# [What you are asked to do]
The output should be the line containing "Query: dark knit beanie" and every later line of the records, exactly as written, and nothing else.

──────── Dataset records

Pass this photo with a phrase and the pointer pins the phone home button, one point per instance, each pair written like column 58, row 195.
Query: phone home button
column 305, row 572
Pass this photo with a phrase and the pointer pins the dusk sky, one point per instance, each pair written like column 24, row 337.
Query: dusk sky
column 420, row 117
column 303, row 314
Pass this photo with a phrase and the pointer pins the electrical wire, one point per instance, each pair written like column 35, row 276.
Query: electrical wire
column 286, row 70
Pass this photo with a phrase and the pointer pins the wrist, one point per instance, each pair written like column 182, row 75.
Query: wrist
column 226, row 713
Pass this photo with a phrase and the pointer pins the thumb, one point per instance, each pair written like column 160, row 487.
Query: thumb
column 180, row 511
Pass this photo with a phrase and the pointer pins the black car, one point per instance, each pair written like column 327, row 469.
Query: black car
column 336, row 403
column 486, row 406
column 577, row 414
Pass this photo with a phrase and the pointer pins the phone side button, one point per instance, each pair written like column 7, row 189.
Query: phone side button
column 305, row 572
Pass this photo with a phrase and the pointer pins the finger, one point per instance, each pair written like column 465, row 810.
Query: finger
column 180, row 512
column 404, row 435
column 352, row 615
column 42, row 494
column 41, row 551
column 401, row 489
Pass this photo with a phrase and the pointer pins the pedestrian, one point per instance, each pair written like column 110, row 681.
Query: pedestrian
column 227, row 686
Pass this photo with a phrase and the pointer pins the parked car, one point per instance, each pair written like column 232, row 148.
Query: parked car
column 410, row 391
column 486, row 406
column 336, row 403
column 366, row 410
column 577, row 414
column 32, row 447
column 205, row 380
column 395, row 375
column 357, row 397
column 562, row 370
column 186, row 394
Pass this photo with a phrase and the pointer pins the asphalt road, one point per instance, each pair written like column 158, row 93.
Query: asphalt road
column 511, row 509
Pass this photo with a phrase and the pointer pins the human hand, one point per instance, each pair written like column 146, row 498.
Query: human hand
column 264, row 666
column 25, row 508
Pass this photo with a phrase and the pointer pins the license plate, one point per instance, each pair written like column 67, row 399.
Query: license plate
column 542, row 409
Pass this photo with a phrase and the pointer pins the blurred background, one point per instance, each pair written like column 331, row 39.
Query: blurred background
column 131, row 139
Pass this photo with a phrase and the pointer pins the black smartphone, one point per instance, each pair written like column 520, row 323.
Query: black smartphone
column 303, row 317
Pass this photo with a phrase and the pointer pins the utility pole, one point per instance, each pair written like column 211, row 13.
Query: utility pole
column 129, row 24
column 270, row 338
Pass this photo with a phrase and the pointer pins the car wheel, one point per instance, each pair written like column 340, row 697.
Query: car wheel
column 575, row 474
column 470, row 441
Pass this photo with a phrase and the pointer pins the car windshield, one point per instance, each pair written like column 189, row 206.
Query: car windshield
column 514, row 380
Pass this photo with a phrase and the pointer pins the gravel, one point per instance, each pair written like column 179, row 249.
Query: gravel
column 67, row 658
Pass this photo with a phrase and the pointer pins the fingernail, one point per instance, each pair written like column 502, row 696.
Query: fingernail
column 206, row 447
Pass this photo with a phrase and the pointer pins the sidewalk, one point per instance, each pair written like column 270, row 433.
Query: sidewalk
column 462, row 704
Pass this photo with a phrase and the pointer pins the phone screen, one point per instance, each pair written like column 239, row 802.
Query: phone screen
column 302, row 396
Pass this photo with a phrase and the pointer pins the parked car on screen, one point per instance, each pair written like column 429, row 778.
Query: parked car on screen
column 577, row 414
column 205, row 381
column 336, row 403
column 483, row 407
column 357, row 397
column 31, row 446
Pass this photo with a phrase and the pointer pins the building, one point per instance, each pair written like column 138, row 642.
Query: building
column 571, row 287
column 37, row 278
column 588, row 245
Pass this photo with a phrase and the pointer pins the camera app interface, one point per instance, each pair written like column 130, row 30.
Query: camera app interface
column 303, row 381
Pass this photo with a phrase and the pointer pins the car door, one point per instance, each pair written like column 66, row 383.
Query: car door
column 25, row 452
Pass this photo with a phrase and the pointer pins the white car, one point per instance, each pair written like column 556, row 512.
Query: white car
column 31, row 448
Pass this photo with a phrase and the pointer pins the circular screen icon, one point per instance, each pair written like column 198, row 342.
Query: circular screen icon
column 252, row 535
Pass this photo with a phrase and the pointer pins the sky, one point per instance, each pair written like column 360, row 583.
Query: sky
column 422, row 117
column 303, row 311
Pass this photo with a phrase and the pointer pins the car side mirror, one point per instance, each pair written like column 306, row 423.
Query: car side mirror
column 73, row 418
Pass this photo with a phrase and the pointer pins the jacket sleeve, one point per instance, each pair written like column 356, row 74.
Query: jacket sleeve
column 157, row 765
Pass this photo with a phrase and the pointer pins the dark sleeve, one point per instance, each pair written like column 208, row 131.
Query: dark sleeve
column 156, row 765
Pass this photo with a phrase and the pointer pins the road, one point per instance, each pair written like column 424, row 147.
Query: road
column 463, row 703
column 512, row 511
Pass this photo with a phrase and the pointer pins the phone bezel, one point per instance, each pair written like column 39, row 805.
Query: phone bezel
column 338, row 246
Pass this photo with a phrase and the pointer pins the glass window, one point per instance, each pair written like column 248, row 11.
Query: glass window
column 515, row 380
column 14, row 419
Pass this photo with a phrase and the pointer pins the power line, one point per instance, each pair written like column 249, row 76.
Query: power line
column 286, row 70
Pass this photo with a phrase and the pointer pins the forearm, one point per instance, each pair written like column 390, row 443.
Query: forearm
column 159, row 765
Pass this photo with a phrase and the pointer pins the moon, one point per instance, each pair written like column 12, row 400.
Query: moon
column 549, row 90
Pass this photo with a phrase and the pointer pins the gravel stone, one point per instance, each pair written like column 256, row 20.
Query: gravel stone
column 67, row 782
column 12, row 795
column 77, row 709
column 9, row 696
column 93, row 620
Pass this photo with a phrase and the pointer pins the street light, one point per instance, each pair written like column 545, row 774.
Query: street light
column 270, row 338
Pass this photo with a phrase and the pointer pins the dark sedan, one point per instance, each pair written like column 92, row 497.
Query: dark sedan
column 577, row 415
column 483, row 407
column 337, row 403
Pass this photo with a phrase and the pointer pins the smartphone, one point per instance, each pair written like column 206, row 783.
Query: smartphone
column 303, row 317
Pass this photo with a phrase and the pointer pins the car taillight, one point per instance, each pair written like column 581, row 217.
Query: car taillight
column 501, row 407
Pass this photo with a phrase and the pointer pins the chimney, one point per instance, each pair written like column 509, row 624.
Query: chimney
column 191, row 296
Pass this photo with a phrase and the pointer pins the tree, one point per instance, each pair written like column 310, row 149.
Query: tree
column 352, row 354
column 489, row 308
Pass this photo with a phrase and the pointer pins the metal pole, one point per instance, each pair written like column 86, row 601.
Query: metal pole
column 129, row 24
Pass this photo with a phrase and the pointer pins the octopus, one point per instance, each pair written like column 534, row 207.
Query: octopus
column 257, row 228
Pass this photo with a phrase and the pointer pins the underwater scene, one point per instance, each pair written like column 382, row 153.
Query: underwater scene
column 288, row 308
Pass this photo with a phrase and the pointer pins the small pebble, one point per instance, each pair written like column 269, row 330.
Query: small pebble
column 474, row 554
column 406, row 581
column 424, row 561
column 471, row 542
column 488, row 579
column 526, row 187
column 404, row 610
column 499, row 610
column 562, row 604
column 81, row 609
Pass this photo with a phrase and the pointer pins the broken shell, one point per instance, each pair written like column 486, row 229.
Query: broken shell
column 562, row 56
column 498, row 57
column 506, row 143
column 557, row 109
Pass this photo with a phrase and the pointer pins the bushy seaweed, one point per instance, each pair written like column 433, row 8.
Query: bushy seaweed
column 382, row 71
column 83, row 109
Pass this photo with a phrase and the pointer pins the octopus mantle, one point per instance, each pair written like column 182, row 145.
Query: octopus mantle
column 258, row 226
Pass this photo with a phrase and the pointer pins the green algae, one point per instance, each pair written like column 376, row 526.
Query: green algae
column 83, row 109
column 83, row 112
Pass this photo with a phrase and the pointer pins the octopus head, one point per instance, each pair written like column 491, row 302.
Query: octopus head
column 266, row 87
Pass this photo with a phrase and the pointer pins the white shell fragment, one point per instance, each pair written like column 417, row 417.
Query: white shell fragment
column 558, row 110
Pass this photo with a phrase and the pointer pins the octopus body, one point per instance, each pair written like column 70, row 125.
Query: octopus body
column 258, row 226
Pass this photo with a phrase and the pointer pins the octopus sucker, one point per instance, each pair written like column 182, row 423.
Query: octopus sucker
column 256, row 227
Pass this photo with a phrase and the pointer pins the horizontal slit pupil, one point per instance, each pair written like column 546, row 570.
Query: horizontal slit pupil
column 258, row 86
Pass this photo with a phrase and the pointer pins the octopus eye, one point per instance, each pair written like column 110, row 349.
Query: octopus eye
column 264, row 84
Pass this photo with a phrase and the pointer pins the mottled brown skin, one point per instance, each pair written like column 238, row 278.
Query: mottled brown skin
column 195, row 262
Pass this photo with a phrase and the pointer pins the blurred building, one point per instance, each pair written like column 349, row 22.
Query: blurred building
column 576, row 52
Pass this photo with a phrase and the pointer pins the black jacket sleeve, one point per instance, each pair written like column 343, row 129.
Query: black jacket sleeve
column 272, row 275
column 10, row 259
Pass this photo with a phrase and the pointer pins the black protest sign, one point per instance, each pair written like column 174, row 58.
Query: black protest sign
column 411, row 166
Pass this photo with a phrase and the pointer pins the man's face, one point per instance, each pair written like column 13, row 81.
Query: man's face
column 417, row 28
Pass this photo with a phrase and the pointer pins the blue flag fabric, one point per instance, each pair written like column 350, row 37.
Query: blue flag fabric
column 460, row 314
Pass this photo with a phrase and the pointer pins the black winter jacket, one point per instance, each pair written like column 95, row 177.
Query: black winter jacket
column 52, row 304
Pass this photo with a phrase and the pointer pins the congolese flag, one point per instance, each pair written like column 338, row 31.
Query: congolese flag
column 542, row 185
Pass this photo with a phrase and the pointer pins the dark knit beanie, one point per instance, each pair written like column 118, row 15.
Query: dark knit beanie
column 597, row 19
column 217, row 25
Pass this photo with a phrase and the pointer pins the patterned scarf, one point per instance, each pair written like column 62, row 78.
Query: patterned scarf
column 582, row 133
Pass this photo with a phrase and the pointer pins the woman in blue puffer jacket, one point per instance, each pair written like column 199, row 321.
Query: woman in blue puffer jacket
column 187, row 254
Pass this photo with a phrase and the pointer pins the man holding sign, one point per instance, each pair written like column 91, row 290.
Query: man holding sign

────────────────

# [Result for this exercise]
Query: dark knit beanie
column 597, row 19
column 217, row 25
Pass this photo with a phrase and the pointer pins the patterned scarf, one point per instance, each pair written like column 62, row 78.
Query: patterned scarf
column 582, row 133
Pass this photo with a phrase and the pointer pins the woman in blue puffer jacket, one point per instance, each pair written like column 199, row 321.
Query: woman in blue puffer jacket
column 187, row 254
Pass this photo with a phrase and the pointer pins the man holding sign, one point per instance, each pair written like column 91, row 290.
Query: man holding sign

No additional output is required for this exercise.